_INSTRUCTIONS FOR THE TASK_. Convert the listing below into a two-column CSV with the headers "input" and "output", one row per "$ mark" along with the outlines that follow it. Put the text and the outlines each in one quoted field with line breaks turned into spaces, and leave out the pictures.

_SOURCE RECORDS_.
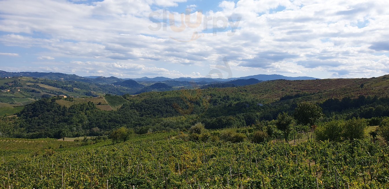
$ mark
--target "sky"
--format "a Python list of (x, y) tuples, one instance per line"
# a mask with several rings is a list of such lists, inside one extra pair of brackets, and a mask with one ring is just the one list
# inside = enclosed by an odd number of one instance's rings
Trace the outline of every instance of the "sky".
[(0, 0), (0, 70), (80, 76), (389, 74), (387, 0)]

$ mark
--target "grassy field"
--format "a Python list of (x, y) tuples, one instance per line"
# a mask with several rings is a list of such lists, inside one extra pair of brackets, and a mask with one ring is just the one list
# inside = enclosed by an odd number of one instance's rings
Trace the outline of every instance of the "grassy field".
[[(199, 142), (175, 137), (177, 134), (161, 132), (131, 136), (119, 144), (109, 140), (84, 146), (51, 139), (0, 139), (4, 157), (0, 179), (23, 189), (389, 187), (382, 179), (389, 175), (386, 145), (367, 141), (357, 145), (349, 141)], [(26, 148), (29, 145), (32, 149)]]
[[(92, 102), (96, 105), (96, 107), (103, 110), (111, 110), (112, 108), (108, 105), (108, 103), (103, 98), (75, 98), (73, 101), (68, 101), (63, 100), (57, 100), (56, 102), (60, 105), (66, 107), (70, 107), (70, 106), (88, 102)], [(101, 105), (97, 105), (99, 104)]]
[(109, 105), (96, 105), (96, 107), (101, 110), (105, 111), (112, 111), (114, 110)]
[(53, 138), (27, 139), (0, 138), (0, 156), (8, 156), (79, 146), (80, 142), (66, 142)]
[[(92, 136), (86, 136), (86, 138), (90, 138)], [(85, 138), (85, 136), (80, 136), (79, 137), (74, 137), (74, 138), (65, 137), (65, 140), (63, 140), (63, 139), (60, 138), (59, 139), (58, 139), (58, 140), (60, 141), (74, 142), (74, 140), (76, 139), (78, 139), (79, 140), (84, 140), (84, 138)]]
[(8, 103), (4, 103), (0, 102), (0, 107), (13, 107), (15, 106), (14, 104), (11, 104)]
[(121, 96), (105, 96), (104, 98), (108, 104), (114, 109), (117, 110), (127, 102)]

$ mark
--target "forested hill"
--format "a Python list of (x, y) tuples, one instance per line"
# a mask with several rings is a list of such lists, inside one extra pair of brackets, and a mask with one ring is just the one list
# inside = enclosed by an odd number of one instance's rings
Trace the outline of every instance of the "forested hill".
[(111, 111), (98, 109), (91, 102), (62, 107), (58, 102), (63, 100), (53, 97), (27, 105), (17, 118), (2, 118), (0, 133), (3, 136), (58, 138), (106, 135), (121, 126), (138, 133), (184, 130), (197, 122), (208, 129), (241, 127), (275, 119), (283, 111), (292, 113), (302, 102), (319, 104), (325, 119), (334, 116), (371, 118), (389, 116), (388, 88), (386, 76), (275, 80), (244, 87), (125, 95), (124, 99), (116, 98), (121, 102), (113, 102), (117, 110)]

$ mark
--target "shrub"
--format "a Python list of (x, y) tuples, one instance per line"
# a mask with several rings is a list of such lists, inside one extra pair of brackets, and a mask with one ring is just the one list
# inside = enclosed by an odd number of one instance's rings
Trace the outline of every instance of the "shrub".
[(254, 133), (252, 136), (252, 142), (256, 143), (264, 142), (267, 140), (268, 137), (269, 136), (266, 133), (263, 131), (257, 131)]
[(316, 140), (340, 141), (343, 135), (344, 124), (344, 121), (343, 120), (334, 120), (322, 124), (315, 130), (315, 136)]
[(200, 135), (204, 132), (204, 130), (205, 129), (204, 128), (204, 125), (202, 123), (198, 122), (195, 124), (189, 129), (189, 132), (191, 134), (195, 133)]
[(114, 142), (124, 142), (133, 133), (133, 130), (122, 127), (112, 131), (109, 135), (109, 138), (112, 139)]
[(362, 139), (366, 137), (366, 129), (368, 124), (365, 119), (353, 118), (345, 121), (344, 124), (345, 138), (350, 141)]
[(206, 132), (202, 133), (199, 135), (199, 139), (203, 142), (207, 142), (211, 137), (211, 134), (208, 132)]
[(243, 133), (237, 133), (233, 130), (227, 129), (222, 132), (221, 138), (226, 142), (237, 143), (244, 141), (247, 138), (247, 136)]
[(389, 117), (384, 119), (381, 121), (378, 133), (387, 141), (389, 142)]
[(316, 104), (301, 102), (297, 104), (293, 115), (299, 123), (311, 126), (315, 124), (321, 117), (323, 110)]
[(199, 135), (197, 133), (193, 133), (189, 135), (189, 140), (192, 141), (197, 141), (199, 140)]
[(182, 139), (183, 140), (187, 141), (188, 140), (189, 136), (184, 133), (183, 132), (180, 131), (178, 133), (178, 138)]
[(289, 134), (296, 126), (296, 120), (287, 113), (282, 112), (277, 116), (275, 125), (278, 129), (284, 131), (284, 137), (286, 141), (289, 140)]

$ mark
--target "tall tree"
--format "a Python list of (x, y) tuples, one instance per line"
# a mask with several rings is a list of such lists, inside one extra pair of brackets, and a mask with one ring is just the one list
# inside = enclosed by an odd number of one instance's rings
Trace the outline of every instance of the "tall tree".
[(286, 141), (289, 139), (291, 131), (296, 126), (296, 120), (287, 112), (283, 112), (277, 116), (275, 125), (278, 129), (284, 131), (284, 137)]
[(323, 110), (319, 105), (303, 102), (297, 104), (293, 115), (298, 123), (312, 126), (315, 124), (323, 115)]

_TASK RESULT_.
input,output
"$ mark --target ""sky"" --format ""a Python list of (x, y) tuples, one instance per line"" # a mask with several rings is a list of such lists, inside one extra pair of brackets, and a mask with one ring is just the one list # inside = enclosed by an odd number of one instance's rings Trace the outline of every instance of the ""sky"".","[(0, 0), (0, 70), (80, 76), (389, 74), (387, 0)]"
"$ mark --target ""grassy field"" --format ""a Python list of (x, y) tuples, one instance per line"" # a mask with several rings is a list of such lists, inside one extra pair of brackets, and a mask with one ring is just the one list # inside = enclosed by an odd number of one instance's rings Trace the outline of every instance of the ""grassy field"".","[[(199, 142), (175, 137), (177, 134), (161, 132), (131, 136), (119, 144), (109, 140), (84, 146), (51, 139), (0, 139), (4, 157), (0, 179), (23, 189), (389, 187), (382, 179), (389, 175), (386, 145), (367, 141), (357, 145), (349, 141)], [(26, 148), (29, 145), (32, 149)]] [[(92, 102), (96, 105), (96, 107), (103, 110), (111, 110), (112, 108), (108, 105), (108, 103), (103, 98), (75, 98), (73, 101), (68, 101), (63, 100), (57, 100), (56, 102), (60, 105), (66, 107), (70, 107), (70, 106), (88, 102)], [(101, 105), (97, 105), (99, 104)]] [(109, 105), (96, 105), (96, 107), (101, 110), (105, 111), (112, 111), (114, 110)] [(53, 138), (27, 139), (0, 138), (0, 156), (8, 156), (79, 146), (80, 142), (66, 142)] [[(92, 136), (86, 136), (86, 138), (90, 138)], [(85, 138), (85, 136), (80, 136), (79, 137), (74, 137), (74, 138), (65, 137), (65, 140), (63, 140), (63, 139), (60, 138), (59, 139), (58, 139), (58, 140), (60, 141), (74, 142), (74, 140), (76, 139), (78, 139), (79, 140), (84, 140), (84, 138)]] [(8, 103), (4, 103), (0, 102), (0, 107), (13, 107), (15, 106), (14, 104), (11, 104)] [(121, 96), (105, 96), (104, 98), (108, 104), (114, 109), (117, 110), (127, 102)]"
"$ mark --target ""forested hill"" --format ""a Python list of (x, y) tuples, one instance per line"" # a mask with several rings is a list of such lists, inside one extra pair of brackets, and a mask with one ring is just the one list # inside = enclosed by an odd number of one instance's rings Trace the outline of every instance of the ""forested hill"".","[(111, 111), (98, 109), (91, 102), (62, 107), (58, 102), (63, 100), (53, 97), (27, 105), (17, 118), (2, 118), (0, 133), (3, 136), (58, 138), (106, 135), (121, 126), (138, 133), (184, 130), (197, 122), (208, 129), (241, 127), (275, 119), (283, 111), (292, 113), (302, 102), (319, 104), (325, 119), (334, 116), (371, 118), (389, 116), (388, 88), (386, 76), (275, 80), (244, 87), (125, 95), (124, 99), (116, 98), (121, 102), (113, 102), (117, 110)]"
"$ mark --target ""shrub"" --format ""a Python list of (x, y) tuples, one instance per line"" # a mask with several rings is a list of such lists, inside one extra pair of brackets, and a mask with one ring is just the one list # inside = enclosed by an odd number of one instance's rings Trace the outline of every instance of the ""shrub"".","[(254, 133), (252, 136), (252, 142), (256, 143), (264, 142), (267, 140), (268, 137), (269, 136), (266, 133), (263, 131), (257, 131)] [(316, 140), (340, 141), (343, 135), (344, 124), (344, 121), (343, 120), (334, 120), (322, 124), (315, 130), (315, 136)] [(200, 135), (204, 132), (204, 130), (205, 129), (204, 128), (204, 125), (202, 123), (198, 122), (195, 124), (189, 129), (189, 132), (191, 134), (195, 133)] [(114, 142), (124, 142), (133, 133), (133, 130), (122, 127), (112, 131), (109, 135), (109, 138), (112, 139)] [(362, 139), (366, 137), (366, 129), (368, 124), (365, 119), (353, 118), (345, 121), (344, 124), (345, 138), (350, 141)] [(206, 132), (202, 133), (199, 135), (199, 139), (203, 142), (207, 142), (211, 137), (211, 134), (208, 132)] [(243, 133), (237, 133), (233, 130), (227, 129), (222, 132), (221, 138), (226, 142), (237, 143), (244, 141), (247, 138), (247, 136)] [(389, 117), (384, 119), (381, 121), (378, 133), (387, 141), (389, 142)] [(316, 104), (301, 102), (297, 104), (293, 115), (299, 123), (311, 126), (315, 124), (321, 117), (323, 110)] [(199, 135), (197, 133), (193, 133), (189, 135), (189, 140), (192, 141), (197, 141), (199, 140)] [(182, 139), (183, 140), (187, 141), (188, 140), (189, 136), (184, 133), (183, 132), (180, 131), (178, 133), (178, 138)] [(289, 134), (296, 126), (296, 120), (287, 113), (282, 112), (277, 116), (275, 125), (278, 129), (284, 131), (284, 137), (286, 141), (289, 140)]"
"$ mark --target ""tall tree"" --format ""a Python list of (x, y) tuples, one instance per line"" # a mask with several rings is a list of such lists, inside one extra pair of brackets, and a mask with one ring is just the one list # inside = enclosed by an odd number of one instance's rings Trace the outline of every instance of the ""tall tree"".","[(286, 141), (289, 139), (291, 131), (296, 126), (296, 120), (287, 112), (283, 112), (277, 116), (275, 125), (278, 129), (284, 131), (284, 137)] [(323, 110), (319, 105), (303, 102), (297, 104), (293, 115), (298, 123), (312, 126), (315, 124), (323, 115)]"